— Instructions for the task —
Arrange the entries below, from their first line up to and including the line with "x=199, y=270", as a Markdown table with the columns Row and Line. Number each non-blank line, skip blank lines, and leave the pictures out.

— Raw data —
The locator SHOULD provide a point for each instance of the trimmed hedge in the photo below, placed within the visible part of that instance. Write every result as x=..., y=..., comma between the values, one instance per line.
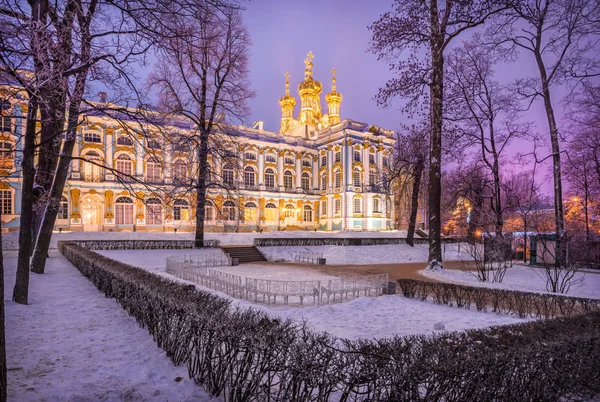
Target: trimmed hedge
x=141, y=244
x=245, y=355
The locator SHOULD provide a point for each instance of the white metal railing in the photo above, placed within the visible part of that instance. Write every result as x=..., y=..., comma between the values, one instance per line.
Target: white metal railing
x=199, y=270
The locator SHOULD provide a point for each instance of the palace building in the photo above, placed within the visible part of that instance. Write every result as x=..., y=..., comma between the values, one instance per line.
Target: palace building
x=318, y=172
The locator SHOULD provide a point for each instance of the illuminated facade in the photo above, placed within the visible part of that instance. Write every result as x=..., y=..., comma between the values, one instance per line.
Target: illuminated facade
x=317, y=172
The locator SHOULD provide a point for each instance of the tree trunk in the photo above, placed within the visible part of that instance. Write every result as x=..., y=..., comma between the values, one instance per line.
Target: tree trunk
x=3, y=370
x=21, y=289
x=414, y=205
x=435, y=157
x=201, y=189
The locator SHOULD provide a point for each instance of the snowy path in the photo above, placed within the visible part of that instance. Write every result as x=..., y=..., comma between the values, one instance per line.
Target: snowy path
x=523, y=278
x=72, y=343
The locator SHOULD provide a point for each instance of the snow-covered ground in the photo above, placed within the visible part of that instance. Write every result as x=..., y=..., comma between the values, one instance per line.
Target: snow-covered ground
x=521, y=277
x=364, y=317
x=73, y=344
x=382, y=254
x=10, y=241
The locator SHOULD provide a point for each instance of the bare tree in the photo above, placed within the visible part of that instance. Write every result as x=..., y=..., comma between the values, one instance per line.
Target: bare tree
x=487, y=113
x=558, y=35
x=202, y=72
x=425, y=30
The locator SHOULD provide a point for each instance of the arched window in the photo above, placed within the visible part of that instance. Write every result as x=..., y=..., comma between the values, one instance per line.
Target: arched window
x=153, y=211
x=91, y=171
x=269, y=178
x=356, y=177
x=250, y=212
x=271, y=212
x=288, y=180
x=124, y=211
x=181, y=210
x=289, y=211
x=376, y=206
x=92, y=137
x=6, y=154
x=63, y=209
x=180, y=171
x=154, y=144
x=249, y=177
x=307, y=214
x=124, y=140
x=124, y=164
x=228, y=174
x=229, y=211
x=153, y=171
x=305, y=181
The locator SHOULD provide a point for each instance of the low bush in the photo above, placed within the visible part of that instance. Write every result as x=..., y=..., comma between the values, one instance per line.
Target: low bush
x=245, y=355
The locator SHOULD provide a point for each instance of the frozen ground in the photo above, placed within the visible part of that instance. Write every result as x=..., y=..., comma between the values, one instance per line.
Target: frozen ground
x=73, y=344
x=383, y=254
x=364, y=317
x=10, y=240
x=520, y=277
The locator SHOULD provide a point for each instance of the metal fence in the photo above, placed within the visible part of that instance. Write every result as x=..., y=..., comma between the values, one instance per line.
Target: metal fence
x=270, y=291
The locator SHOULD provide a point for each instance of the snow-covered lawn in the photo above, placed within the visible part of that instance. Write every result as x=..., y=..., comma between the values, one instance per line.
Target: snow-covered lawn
x=521, y=277
x=73, y=344
x=381, y=254
x=11, y=240
x=364, y=317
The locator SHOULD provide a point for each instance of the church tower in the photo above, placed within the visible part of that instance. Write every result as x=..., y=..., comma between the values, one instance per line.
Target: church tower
x=334, y=99
x=309, y=90
x=287, y=103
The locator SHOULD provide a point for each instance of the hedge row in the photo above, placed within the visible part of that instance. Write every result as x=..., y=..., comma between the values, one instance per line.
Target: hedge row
x=522, y=304
x=245, y=355
x=141, y=244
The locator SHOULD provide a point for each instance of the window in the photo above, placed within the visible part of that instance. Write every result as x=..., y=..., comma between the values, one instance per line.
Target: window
x=6, y=202
x=63, y=208
x=338, y=179
x=305, y=181
x=249, y=177
x=6, y=154
x=124, y=164
x=271, y=212
x=124, y=211
x=229, y=211
x=376, y=205
x=269, y=178
x=153, y=171
x=180, y=171
x=124, y=140
x=92, y=137
x=372, y=177
x=228, y=174
x=154, y=144
x=181, y=210
x=307, y=214
x=357, y=206
x=356, y=177
x=288, y=180
x=250, y=212
x=153, y=212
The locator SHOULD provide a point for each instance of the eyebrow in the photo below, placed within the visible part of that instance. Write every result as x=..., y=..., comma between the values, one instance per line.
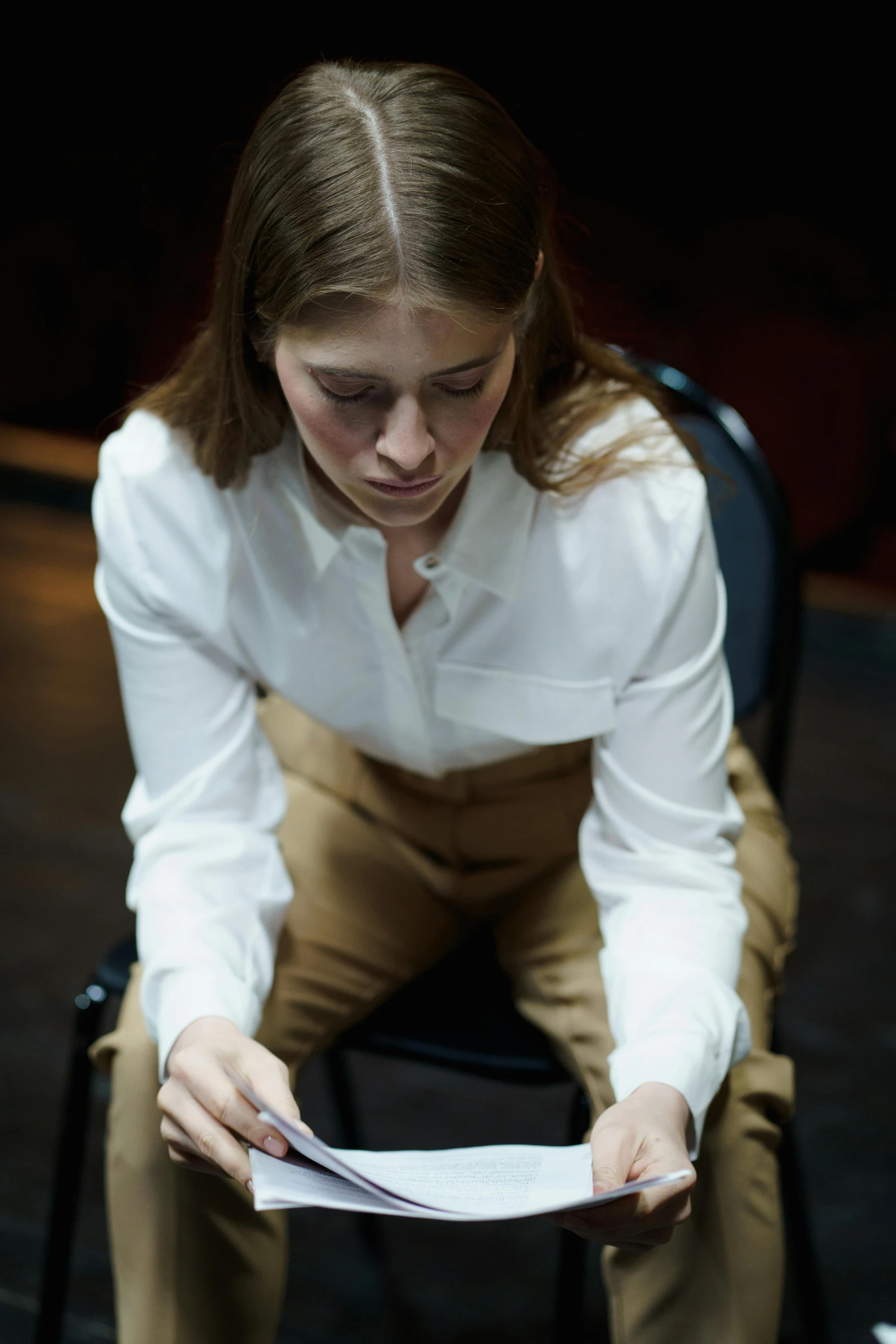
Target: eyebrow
x=378, y=378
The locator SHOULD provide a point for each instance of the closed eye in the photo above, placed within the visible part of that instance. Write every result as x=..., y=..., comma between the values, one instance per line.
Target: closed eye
x=463, y=392
x=344, y=397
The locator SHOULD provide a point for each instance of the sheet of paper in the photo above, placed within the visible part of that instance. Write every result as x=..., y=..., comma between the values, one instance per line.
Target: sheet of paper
x=511, y=1180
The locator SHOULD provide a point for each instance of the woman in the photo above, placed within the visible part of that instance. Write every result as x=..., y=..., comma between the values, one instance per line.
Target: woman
x=471, y=563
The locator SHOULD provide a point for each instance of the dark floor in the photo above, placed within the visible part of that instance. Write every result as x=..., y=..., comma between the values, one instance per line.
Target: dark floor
x=65, y=770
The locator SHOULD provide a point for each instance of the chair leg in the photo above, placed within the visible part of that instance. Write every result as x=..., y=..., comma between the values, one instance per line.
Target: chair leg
x=69, y=1167
x=801, y=1249
x=368, y=1225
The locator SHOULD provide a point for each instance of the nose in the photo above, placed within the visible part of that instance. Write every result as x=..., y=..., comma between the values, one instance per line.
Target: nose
x=405, y=439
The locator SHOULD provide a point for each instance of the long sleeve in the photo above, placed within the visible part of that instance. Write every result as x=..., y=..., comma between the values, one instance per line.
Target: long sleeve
x=657, y=846
x=209, y=884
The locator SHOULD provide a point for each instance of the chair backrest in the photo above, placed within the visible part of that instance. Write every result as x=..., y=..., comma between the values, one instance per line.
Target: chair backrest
x=755, y=554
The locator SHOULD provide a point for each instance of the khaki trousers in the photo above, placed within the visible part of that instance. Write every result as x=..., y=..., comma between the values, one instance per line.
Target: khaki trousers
x=390, y=871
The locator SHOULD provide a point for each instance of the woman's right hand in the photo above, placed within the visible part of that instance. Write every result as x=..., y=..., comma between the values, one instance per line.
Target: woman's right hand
x=205, y=1115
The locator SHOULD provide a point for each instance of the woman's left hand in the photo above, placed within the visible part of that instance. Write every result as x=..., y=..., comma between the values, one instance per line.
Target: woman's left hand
x=643, y=1136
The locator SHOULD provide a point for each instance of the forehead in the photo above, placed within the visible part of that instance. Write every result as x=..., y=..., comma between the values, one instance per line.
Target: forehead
x=390, y=338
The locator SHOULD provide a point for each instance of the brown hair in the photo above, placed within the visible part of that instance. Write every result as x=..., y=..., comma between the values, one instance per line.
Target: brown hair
x=374, y=181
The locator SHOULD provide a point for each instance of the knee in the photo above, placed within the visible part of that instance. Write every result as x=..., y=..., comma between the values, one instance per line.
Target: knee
x=756, y=1097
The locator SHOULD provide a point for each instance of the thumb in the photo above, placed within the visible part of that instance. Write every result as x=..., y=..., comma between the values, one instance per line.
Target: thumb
x=264, y=1081
x=612, y=1158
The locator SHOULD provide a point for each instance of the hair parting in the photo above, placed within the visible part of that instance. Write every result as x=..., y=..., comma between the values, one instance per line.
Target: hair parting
x=371, y=183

— Task response —
| Row | Line |
|---|---|
| 1 | The locator SHOULD provide a point for each instance of the trimmed hedge in the photo below, placed within the visible part of that instance. Write every result as x=..., y=..., comma between the values, one instance per line. |
| 2 | Target: trimmed hedge |
| 3 | x=141, y=244 |
| 4 | x=245, y=355 |
| 5 | The locator SHOULD provide a point for each instance of the white metal railing in the photo above, placed within the visible part of that instance. Write every result as x=..., y=..., comma between the values, one instance per line. |
| 6 | Target: white metal railing |
| 7 | x=199, y=270 |